▶ _Referring expression data_:
BEGIN
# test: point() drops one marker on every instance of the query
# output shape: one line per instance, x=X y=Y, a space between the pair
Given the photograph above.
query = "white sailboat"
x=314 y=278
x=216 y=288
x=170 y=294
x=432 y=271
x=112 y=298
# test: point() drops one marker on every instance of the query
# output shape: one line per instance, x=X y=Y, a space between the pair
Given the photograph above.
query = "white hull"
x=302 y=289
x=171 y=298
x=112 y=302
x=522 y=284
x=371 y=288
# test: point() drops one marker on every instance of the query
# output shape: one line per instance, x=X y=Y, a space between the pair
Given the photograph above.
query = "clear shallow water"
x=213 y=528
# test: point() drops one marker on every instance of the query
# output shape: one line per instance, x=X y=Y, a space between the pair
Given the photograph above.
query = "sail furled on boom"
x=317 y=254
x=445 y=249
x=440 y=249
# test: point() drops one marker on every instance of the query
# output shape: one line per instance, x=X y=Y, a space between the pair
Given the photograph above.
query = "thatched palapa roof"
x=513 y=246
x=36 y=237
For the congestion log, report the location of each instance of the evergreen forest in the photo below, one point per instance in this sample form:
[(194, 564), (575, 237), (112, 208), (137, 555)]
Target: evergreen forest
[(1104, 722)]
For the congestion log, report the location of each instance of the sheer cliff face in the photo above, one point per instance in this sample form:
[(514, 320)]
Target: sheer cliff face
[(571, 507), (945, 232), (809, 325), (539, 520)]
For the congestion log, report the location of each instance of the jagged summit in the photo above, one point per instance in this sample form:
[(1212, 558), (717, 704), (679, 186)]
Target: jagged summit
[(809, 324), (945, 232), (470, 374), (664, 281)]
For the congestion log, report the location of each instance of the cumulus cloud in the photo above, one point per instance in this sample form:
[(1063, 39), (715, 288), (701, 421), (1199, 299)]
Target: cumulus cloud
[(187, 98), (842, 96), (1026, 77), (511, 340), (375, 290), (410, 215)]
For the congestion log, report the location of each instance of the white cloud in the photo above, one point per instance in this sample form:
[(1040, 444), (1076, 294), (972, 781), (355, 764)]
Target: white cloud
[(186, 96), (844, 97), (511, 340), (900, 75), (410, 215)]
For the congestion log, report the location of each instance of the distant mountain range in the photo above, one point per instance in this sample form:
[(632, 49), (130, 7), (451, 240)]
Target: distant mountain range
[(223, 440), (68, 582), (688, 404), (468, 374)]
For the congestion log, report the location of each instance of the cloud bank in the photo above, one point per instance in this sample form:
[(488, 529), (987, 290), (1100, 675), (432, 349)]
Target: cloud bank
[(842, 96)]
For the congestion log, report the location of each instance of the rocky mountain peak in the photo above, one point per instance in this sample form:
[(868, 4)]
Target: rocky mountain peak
END
▶ _Task statement_: Report the number of lines, in the entries above, that contain the word "rocky", without any other text.

▶ _Result_: 2